— Record extracts —
++++++
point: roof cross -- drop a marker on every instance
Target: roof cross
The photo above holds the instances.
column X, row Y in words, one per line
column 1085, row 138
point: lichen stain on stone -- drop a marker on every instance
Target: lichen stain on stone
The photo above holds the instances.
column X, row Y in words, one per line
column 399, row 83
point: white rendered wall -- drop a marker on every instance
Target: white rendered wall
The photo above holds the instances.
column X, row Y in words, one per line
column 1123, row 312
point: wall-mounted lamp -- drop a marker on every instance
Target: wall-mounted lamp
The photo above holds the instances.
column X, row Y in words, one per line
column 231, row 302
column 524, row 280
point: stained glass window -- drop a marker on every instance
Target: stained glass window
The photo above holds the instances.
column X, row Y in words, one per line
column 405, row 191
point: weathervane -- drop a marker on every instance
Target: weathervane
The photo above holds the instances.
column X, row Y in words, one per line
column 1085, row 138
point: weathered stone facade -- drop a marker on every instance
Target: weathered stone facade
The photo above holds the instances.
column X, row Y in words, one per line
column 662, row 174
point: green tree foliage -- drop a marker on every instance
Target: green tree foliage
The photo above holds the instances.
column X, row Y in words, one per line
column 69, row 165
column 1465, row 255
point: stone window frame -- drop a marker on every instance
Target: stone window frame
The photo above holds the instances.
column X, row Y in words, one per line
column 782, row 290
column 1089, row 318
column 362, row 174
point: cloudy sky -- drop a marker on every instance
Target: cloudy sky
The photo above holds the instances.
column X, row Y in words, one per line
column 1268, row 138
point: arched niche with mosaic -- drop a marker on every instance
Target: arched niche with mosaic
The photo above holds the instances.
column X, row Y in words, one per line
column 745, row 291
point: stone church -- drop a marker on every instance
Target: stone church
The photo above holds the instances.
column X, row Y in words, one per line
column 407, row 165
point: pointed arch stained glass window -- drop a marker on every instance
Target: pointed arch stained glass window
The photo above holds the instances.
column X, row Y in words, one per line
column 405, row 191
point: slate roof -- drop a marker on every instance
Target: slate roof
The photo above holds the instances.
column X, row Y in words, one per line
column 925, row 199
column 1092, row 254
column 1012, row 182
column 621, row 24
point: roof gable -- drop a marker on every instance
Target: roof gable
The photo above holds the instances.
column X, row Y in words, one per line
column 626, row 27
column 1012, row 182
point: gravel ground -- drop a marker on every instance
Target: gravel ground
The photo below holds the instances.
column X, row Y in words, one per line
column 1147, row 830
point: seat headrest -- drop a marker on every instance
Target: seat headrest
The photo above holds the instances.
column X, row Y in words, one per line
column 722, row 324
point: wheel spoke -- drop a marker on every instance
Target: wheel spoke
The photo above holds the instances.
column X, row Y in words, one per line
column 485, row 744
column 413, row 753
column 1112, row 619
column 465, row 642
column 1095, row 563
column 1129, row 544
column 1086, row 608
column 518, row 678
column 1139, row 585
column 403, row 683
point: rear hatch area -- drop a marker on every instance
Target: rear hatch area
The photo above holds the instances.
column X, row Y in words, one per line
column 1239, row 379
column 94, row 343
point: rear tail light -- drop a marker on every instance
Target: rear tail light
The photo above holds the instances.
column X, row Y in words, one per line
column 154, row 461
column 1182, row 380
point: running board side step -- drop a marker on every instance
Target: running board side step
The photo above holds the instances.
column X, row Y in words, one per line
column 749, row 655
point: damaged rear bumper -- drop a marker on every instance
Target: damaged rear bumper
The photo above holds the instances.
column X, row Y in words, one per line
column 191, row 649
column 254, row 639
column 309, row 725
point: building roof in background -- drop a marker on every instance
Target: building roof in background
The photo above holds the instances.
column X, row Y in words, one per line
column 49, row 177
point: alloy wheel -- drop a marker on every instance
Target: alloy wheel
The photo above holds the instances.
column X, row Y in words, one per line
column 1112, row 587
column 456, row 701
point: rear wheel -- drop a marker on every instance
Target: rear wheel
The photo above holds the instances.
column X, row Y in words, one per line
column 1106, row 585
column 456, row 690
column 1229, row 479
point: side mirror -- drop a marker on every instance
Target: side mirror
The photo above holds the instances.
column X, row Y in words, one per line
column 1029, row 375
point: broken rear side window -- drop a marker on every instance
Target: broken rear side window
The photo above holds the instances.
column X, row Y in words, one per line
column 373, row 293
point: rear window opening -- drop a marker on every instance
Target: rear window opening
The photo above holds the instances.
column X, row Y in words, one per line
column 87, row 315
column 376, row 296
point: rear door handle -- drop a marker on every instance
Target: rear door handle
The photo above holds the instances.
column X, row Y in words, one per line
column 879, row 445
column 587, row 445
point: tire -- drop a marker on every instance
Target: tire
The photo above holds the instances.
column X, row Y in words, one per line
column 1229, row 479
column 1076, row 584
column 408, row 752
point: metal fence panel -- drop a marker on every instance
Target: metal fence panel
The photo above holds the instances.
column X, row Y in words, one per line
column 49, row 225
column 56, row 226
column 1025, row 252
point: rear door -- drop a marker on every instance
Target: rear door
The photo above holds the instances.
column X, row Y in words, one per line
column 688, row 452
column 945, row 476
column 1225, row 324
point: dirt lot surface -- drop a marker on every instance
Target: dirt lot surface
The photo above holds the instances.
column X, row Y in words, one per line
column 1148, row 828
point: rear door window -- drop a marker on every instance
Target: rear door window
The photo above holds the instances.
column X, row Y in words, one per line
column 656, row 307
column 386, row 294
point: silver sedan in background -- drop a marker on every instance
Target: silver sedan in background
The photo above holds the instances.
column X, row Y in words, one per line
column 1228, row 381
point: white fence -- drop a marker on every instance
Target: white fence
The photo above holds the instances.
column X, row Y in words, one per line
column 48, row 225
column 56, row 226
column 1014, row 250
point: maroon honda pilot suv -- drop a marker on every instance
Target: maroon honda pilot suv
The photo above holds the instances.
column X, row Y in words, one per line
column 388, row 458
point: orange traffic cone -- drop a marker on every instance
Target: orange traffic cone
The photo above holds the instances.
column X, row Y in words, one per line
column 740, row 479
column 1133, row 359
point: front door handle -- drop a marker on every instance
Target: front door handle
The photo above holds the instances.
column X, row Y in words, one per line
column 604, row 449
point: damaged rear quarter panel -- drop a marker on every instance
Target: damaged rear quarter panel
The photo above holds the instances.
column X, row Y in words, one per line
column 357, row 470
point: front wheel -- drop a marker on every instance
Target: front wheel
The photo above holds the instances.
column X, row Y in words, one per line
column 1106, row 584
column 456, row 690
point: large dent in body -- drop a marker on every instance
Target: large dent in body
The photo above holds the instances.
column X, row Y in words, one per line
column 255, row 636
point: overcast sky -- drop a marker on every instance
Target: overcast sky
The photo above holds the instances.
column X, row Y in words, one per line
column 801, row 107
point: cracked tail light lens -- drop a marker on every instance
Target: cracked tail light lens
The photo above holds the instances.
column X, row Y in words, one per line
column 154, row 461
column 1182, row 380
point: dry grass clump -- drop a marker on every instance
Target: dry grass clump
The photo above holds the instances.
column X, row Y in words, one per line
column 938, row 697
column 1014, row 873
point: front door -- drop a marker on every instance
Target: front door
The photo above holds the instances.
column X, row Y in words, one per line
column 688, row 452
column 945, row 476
++++++
— Set problem —
Copy out the records word for word, starting at the line that has "point: running board" and stopping after the line that has "column 309, row 725".

— Worked solution —
point: running board side step -- drop a marker on every instance
Target: running board side step
The photo above holds the instances.
column X, row Y in words, one per line
column 749, row 655
point: damaged rear bumper -- drop a marker on every instance
Target: damaged rear bumper
The photo above holds the instances.
column X, row Y in words, one per line
column 191, row 649
column 254, row 639
column 309, row 725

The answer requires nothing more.